Rather than using reflected light, PDS relies on absorbed light. Through PDS, the absorption spectrum of the surface can be determined. This spectrum then allows scientists to identify surface layers of chemicals as thin as a single molecule.
Experiments involving PDS are performed with electrochemical cells enclosed within transparent cases. Monochromatic light is shone on the electrode surface at a succession of wavelengths. Light at each wavelength is either absorbed or reflected by the surface, depending on the surface species' unique spectroscopic characteristics. When light is absorbed by the electrode surface, the absorbed energy is converted into heat. The more strongly the surface absorbs each particular wavelength of light, the more it heats up.
As the electrode surface absorbs light and is heated, heat is conducted into the liquid electrolyte. Temperatures in the electrolyte drop as the distance from the electrode increases, forming what is called a temperature gradient.
Like the temperature gradients, gradients also form in electrolyte concentrations. Differing temperatures and concentrations at varying layers create an optical effect, changing the degree to which a beam of light is refracted as it is passed through the electrolyte. These changes in the refractivity of the electrolyte solution are the basis of PDS.
For these phenomena to be meaningful, they must be measurable. A laser probe beam and a position detector make this possible.
The probe beam is aimed parallel to the electrode, skimming or grazing its surface, functioning as close as several microns. As it passes through the temperature and concentration gradients in the electrolyte, the laser beam is refracted. The position detector reads how far the beam has been deflected.
Both temperature and concentration gradients occur simultaneously in electrochemical cells. These two signals must be separated if meaningful data are to be obtained. Both deflect the beam. To separate the signals, the monochromatic light is turned on and off, causing a modulation in the temperature signal. The concentration signal, created by reactions on the electrode rather than the absorption of light, does not modulate, allowing both signals to be distinguished and quantified.

INPUT DATA:

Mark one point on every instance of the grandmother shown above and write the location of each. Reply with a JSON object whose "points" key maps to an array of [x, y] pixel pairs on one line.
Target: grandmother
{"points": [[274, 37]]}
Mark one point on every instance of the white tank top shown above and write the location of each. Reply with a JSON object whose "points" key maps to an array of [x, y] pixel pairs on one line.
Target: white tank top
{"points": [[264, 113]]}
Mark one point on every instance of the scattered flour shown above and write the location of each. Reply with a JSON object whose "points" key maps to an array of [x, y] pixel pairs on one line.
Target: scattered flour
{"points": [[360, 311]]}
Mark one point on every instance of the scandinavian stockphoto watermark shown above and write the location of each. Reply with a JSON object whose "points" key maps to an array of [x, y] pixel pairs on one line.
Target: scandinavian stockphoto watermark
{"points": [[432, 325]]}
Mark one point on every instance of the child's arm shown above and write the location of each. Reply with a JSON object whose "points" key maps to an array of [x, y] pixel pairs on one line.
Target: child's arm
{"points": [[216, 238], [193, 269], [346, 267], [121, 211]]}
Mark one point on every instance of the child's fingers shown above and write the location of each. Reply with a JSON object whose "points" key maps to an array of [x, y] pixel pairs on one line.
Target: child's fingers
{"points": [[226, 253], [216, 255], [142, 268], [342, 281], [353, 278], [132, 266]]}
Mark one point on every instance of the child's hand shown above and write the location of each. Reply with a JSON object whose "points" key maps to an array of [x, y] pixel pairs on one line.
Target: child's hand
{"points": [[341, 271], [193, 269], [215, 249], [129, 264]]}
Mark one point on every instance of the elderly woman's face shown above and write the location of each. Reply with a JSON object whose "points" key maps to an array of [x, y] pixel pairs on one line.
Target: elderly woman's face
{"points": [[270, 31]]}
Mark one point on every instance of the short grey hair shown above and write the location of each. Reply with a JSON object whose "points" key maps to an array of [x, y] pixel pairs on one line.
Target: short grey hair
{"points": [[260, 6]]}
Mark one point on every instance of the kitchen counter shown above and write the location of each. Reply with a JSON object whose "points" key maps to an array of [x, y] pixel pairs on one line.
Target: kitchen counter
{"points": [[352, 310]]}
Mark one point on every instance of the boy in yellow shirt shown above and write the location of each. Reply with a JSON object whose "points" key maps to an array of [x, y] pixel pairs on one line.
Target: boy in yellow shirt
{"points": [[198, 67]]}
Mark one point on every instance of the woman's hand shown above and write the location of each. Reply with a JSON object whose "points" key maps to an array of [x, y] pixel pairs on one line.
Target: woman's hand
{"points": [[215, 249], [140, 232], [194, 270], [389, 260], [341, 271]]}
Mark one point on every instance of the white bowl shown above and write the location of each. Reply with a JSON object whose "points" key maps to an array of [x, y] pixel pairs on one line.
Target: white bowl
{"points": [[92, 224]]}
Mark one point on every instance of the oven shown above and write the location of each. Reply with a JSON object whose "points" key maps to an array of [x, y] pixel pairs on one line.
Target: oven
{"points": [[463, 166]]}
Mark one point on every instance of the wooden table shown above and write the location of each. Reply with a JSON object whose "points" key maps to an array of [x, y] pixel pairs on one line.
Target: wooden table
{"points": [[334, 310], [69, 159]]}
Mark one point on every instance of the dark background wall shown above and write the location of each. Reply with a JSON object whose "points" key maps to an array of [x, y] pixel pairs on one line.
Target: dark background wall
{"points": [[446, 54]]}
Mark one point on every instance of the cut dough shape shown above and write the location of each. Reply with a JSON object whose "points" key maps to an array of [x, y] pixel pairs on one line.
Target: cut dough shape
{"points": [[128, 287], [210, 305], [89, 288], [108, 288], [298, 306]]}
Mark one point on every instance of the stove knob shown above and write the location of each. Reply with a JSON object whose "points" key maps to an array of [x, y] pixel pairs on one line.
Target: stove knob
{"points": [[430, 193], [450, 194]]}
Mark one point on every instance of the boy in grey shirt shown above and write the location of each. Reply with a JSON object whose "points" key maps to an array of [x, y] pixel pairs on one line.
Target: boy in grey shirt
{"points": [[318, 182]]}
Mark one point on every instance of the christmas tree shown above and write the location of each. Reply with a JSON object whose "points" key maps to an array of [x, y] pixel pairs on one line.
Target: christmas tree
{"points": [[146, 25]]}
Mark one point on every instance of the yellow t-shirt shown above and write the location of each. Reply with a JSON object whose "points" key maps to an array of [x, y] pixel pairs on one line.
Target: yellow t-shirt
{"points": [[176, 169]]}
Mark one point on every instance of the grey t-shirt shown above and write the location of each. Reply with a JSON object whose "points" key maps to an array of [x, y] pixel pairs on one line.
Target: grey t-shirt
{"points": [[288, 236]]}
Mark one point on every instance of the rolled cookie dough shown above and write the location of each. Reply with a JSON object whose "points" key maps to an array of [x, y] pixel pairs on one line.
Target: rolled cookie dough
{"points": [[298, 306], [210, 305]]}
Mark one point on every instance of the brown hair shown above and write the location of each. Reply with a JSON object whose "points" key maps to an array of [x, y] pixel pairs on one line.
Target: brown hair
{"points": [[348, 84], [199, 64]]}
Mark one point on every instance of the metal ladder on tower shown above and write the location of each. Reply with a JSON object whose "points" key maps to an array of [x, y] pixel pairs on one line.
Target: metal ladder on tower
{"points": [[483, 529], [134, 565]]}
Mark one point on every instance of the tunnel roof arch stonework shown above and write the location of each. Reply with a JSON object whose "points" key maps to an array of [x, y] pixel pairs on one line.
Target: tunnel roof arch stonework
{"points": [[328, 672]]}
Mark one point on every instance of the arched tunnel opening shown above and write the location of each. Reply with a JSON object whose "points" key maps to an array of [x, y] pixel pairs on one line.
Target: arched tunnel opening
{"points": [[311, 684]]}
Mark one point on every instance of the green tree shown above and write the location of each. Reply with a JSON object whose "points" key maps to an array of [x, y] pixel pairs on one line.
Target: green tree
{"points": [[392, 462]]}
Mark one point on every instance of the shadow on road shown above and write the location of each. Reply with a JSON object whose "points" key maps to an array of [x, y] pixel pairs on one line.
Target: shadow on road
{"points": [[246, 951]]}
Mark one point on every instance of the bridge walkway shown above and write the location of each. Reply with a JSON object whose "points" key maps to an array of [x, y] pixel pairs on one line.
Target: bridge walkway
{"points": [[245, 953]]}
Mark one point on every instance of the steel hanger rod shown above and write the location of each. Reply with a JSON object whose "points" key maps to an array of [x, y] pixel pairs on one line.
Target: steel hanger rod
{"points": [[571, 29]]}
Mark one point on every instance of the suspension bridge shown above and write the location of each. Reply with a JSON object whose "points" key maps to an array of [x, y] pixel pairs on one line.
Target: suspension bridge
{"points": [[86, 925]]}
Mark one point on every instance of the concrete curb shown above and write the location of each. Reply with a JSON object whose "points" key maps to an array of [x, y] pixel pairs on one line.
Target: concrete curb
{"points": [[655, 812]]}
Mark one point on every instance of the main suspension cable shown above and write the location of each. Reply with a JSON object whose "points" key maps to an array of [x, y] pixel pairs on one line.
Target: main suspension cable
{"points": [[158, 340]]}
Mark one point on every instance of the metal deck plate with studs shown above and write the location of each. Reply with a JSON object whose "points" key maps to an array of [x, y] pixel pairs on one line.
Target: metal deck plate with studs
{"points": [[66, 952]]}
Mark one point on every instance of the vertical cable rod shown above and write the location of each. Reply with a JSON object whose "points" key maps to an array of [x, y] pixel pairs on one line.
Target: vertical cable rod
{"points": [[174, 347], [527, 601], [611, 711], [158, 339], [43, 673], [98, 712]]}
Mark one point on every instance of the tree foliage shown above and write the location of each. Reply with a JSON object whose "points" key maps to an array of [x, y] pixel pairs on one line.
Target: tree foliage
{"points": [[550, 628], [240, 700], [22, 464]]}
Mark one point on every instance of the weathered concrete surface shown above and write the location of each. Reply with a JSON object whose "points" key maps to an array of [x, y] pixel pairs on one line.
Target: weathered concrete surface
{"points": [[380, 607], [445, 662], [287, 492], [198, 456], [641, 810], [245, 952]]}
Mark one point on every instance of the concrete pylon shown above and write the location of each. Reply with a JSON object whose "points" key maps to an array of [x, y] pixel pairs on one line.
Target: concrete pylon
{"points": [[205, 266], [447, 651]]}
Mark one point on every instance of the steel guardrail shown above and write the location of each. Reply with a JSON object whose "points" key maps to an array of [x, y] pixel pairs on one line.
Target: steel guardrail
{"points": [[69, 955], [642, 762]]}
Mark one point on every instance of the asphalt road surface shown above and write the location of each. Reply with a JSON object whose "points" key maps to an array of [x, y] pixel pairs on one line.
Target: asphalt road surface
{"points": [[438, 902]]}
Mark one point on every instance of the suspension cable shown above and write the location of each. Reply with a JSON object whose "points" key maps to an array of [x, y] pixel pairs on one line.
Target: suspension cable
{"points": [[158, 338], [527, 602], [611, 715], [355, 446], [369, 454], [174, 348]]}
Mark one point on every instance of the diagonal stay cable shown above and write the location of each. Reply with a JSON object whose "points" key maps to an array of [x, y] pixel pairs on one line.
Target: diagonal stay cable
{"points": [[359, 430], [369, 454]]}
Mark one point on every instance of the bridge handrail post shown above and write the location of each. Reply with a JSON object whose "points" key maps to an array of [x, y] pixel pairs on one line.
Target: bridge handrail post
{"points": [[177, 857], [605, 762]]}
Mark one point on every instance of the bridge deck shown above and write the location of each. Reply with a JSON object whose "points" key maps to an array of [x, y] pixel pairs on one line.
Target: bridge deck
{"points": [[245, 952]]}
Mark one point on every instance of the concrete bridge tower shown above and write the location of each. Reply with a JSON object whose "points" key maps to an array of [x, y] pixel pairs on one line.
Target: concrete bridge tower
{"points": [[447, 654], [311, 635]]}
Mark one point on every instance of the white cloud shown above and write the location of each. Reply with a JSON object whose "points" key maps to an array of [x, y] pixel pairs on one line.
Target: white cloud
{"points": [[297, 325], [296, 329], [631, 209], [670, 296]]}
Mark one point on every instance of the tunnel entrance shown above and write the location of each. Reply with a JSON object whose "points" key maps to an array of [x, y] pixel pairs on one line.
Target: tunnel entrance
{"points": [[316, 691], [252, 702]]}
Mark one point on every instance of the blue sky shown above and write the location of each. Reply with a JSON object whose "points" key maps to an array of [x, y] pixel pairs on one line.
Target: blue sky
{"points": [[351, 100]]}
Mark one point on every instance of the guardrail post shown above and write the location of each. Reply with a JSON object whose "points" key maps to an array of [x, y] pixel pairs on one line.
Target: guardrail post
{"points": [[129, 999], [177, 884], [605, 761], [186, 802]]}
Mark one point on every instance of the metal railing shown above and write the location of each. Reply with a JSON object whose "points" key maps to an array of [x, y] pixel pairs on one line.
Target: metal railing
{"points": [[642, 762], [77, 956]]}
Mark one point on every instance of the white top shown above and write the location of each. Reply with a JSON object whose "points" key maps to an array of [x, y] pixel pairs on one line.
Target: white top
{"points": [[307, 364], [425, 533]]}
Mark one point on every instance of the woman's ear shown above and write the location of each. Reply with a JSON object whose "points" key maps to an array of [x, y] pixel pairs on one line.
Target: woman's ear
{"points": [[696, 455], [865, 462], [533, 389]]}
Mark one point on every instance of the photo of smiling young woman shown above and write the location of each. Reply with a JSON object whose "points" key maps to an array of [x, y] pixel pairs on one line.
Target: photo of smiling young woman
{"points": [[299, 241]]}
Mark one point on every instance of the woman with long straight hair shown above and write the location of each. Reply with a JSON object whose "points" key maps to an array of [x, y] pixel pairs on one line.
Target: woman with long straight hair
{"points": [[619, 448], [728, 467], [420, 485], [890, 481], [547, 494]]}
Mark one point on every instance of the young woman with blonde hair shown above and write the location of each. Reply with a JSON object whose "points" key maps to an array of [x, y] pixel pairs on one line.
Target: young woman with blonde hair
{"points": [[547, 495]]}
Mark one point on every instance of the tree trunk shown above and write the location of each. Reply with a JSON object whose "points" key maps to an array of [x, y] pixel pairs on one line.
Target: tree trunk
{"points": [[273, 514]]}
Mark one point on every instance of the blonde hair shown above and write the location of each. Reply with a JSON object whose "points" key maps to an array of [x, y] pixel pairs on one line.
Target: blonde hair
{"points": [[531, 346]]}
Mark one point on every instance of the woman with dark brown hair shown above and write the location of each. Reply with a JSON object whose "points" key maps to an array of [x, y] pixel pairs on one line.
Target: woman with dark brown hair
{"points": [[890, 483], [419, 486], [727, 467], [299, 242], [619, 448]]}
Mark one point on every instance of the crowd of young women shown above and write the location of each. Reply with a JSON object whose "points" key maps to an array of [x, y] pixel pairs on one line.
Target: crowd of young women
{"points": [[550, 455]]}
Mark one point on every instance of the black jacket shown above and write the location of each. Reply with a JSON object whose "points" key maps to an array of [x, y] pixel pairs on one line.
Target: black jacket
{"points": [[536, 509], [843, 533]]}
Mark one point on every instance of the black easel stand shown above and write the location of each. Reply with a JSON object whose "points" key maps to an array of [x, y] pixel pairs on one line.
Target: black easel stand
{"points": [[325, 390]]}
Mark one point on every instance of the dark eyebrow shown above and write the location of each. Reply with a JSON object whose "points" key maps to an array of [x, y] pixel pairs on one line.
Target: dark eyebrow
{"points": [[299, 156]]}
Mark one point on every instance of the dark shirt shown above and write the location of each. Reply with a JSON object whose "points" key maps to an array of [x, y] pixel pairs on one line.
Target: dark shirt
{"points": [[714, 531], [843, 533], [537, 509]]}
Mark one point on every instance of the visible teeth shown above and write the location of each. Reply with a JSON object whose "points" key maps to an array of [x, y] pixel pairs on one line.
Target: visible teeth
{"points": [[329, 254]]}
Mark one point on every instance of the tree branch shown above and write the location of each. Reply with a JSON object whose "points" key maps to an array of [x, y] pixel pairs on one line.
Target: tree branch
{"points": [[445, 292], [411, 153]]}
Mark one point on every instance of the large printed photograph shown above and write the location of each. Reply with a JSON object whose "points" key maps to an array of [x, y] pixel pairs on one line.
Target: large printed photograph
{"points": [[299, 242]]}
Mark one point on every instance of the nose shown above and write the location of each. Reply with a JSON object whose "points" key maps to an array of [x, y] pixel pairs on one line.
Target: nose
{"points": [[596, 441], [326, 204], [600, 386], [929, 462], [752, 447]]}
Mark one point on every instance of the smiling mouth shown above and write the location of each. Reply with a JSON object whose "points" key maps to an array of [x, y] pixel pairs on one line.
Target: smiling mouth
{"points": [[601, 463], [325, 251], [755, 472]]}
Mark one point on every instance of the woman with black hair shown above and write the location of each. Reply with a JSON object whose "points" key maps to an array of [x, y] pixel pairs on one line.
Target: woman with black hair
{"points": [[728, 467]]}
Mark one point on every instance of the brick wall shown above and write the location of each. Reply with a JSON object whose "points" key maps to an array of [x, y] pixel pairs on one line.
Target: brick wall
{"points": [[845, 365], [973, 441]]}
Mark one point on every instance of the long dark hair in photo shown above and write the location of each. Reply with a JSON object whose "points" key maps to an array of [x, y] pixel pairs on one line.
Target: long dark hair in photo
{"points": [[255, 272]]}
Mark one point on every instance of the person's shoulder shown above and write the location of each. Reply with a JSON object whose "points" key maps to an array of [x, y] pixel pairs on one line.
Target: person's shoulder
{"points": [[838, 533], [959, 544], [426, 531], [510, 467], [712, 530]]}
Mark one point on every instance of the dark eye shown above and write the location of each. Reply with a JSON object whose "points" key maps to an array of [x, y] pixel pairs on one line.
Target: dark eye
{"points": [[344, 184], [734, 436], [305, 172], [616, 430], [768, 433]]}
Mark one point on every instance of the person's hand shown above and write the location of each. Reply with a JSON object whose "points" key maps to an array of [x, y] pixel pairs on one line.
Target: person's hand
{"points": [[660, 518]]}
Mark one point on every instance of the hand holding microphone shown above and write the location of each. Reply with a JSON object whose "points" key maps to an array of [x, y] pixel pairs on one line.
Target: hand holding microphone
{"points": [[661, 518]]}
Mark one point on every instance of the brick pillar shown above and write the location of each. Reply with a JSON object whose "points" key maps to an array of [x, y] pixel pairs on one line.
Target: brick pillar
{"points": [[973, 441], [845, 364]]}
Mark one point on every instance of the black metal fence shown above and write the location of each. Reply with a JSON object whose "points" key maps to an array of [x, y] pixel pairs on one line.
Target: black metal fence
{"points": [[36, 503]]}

DESCRIPTION OF THE TASK:
Carry on the passage about PDS from its last sentence.

THE ANSWER:
The sensitivity of the position detector may be the most remarkable aspect of PDS. To measure the degree of deflection of the laser, the position detector must have a sensitivity that is rated in nanoradians (an angle equal to about 1/5000 second).
"To visualize the minuteness of a nanoradian," says Rudnicki, "imagine a researcher at LBL is shining a laser beam on a white card held by an assistant standing in Los Angeles. If the researcher twisted the laser one nanoradian, the assistant would see the spot on the white card move half a millimeter. The deflections, when measured six inches from the test cell, can be on the order of nanometers (billionths of a meter)."
Even slight air currents or sounds can distort PDS measurements. Foam enclosures to dampen air currents, and a test platform insulated by air piston shock absorbers help. Nevertheless, many of Rudnicki and Weaver's experiments are performed at night.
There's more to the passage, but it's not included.